*Task item*.
Please set down the entries below once more, exactly.
====== Exercise inputs ======
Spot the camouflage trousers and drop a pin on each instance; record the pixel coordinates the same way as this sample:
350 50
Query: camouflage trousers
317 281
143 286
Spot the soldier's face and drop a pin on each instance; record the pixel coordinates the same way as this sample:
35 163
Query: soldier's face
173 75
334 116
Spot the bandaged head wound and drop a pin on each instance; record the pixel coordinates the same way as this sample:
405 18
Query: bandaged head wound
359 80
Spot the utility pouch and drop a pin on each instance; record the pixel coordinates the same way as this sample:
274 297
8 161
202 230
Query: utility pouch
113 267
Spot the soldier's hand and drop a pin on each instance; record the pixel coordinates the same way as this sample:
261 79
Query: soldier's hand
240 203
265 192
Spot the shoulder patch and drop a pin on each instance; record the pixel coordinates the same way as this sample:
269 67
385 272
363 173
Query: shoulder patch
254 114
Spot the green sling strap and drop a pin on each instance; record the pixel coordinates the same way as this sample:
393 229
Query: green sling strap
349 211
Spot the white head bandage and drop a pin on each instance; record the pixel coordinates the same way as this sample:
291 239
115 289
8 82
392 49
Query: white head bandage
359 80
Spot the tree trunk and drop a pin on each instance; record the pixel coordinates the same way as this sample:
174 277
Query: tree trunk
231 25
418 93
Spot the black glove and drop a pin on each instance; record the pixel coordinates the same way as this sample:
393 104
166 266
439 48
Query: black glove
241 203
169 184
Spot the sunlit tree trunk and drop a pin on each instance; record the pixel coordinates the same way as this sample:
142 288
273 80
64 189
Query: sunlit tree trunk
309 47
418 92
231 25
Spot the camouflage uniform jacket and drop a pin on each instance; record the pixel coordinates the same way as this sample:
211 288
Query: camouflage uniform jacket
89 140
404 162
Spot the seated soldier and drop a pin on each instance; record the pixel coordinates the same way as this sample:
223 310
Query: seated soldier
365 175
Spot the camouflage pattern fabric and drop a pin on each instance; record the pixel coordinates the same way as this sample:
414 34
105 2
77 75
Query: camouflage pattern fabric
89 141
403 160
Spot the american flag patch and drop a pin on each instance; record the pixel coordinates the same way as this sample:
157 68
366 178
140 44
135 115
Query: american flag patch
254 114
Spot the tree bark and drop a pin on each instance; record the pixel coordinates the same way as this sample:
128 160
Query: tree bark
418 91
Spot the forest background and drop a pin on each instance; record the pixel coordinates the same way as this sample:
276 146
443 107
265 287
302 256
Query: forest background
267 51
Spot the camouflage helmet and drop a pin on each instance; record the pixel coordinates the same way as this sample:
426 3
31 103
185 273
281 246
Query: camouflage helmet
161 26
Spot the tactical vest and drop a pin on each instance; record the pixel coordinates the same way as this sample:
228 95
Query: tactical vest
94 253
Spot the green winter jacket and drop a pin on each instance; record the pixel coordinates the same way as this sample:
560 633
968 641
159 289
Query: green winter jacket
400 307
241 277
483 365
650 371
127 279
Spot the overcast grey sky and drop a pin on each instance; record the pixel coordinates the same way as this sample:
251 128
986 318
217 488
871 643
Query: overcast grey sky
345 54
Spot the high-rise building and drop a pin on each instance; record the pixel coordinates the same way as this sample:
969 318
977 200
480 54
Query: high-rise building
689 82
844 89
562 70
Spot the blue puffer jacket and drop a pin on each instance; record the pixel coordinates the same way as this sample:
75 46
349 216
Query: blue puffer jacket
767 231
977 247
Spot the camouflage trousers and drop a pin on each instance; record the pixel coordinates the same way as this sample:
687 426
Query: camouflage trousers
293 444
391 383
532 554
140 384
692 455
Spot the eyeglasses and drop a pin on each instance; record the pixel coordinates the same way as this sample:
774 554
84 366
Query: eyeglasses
======
*Solution to this problem*.
Spot the camouflage trousers and drop a pin on each instance; record the pixel coordinates the same way as this sample:
350 50
Query: camouflage trousers
317 281
143 286
Spot the soldier's face and drop a pin on each instance; record the pixel coordinates the same way as this sample:
35 163
Query: soldier's face
173 75
334 116
Spot the bandaged head wound and drop a pin on each instance; record the pixel coordinates the same way as this sample:
405 18
Query: bandaged head wound
359 80
Spot the utility pouch and drop a pin on each instance; record the pixel coordinates the same way as this sample:
274 297
8 161
202 230
Query: utility pouch
113 267
Spot the soldier's hand and drop a pin on each instance; record the pixel coordinates the same way as this sample:
261 79
Query: soldier's hand
240 203
265 192
Spot the shoulder patch and drop a pin on each instance; record the pixel coordinates the same way as this sample:
269 67
385 272
363 173
Query: shoulder patch
254 114
Spot the green sling strap and drop a pin on each instance; record the pixel coordinates the same way as this sample:
393 229
Query: green sling strap
349 211
Spot the white head bandage and drop a pin on each instance; record the pixel coordinates the same way as this sample:
291 239
115 289
8 82
392 49
Query: white head bandage
359 80
Spot the tree trunk and drop a pin on each instance; record the pixel coordinates the same way as this sample:
174 277
Query: tree trunk
231 25
418 93
Spot the black glove and drop a pin on each instance; record the pixel coordinates the same way as this sample:
393 104
166 266
439 48
Query: black glove
241 203
169 184
Spot the sunlit tree trunk and drop a pin on each instance; record the pixel coordinates the same way as this sample:
142 288
273 80
64 189
Query: sunlit tree trunk
309 47
418 92
231 25
Spot the camouflage uniform jacket and drop a pin on each instance; record the pixel coordinates the same way as this sample:
211 288
Query: camouflage uniform jacket
89 140
404 162
Spot the seated soldier and drop a pin on each instance; record the pixel coordinates the same way as this sample:
223 310
Query: seated soldier
365 175
Spot the camouflage pattern fabric and drop a pin on each instance; record the pixel coordinates the same way as this sample:
414 34
105 2
77 75
Query: camouflage pattern fabric
89 141
403 160
Spot the american flag patch and drop a pin on each instance; record the pixel coordinates the same way as this sample:
157 68
366 178
140 44
135 115
Query: american flag patch
254 114
Spot the tree bark and drop a pin on each instance; record the pixel coordinates the same way as this sample:
128 160
Query: tree bark
418 91
Spot the forest background and drop a pin on each instance; record the pixel coordinates the same way as this sample:
276 146
443 107
265 287
302 256
Query: forest background
267 51
Spot the camouflage helmet and drop a pin on each instance; record the pixel coordinates the same way as this sample:
426 3
31 103
185 273
281 246
Query: camouflage helmet
161 26
Spot the tactical vest and drop a pin on each instance; record the pixel coordinates the same way as this sample:
228 95
Query: tactical vest
94 253
Spot the green winter jacket and drop a pin on each instance; record the pixel coordinates the same way as this sample:
560 633
968 641
159 289
Query: green winter jacket
400 307
241 277
483 365
650 371
127 279
Spot the overcast grey sky and drop a pin on each instance; record the pixel coordinates the same way as this sample:
251 128
986 318
217 488
871 643
Query: overcast grey sky
345 54
Spot the high-rise building and drop a pin on each instance; record the pixel coordinates the same way as this sample:
969 318
977 200
480 54
Query: high-rise building
689 82
844 89
562 70
Spot the blue puffer jacket and drop a pin on each instance; record the pixel coordinates the same way as this sample:
75 46
349 216
Query: blue puffer jacket
767 231
977 247
Spot the camouflage trousers and drop a pin on each instance; record the pixel coordinates the same way as this sample:
687 426
Query: camouflage trousers
293 444
391 383
532 554
140 384
692 455
Spot the eyeglasses and drop a pin on each instance; record the pixel coordinates the same way as this sample:
774 554
84 366
Query: eyeglasses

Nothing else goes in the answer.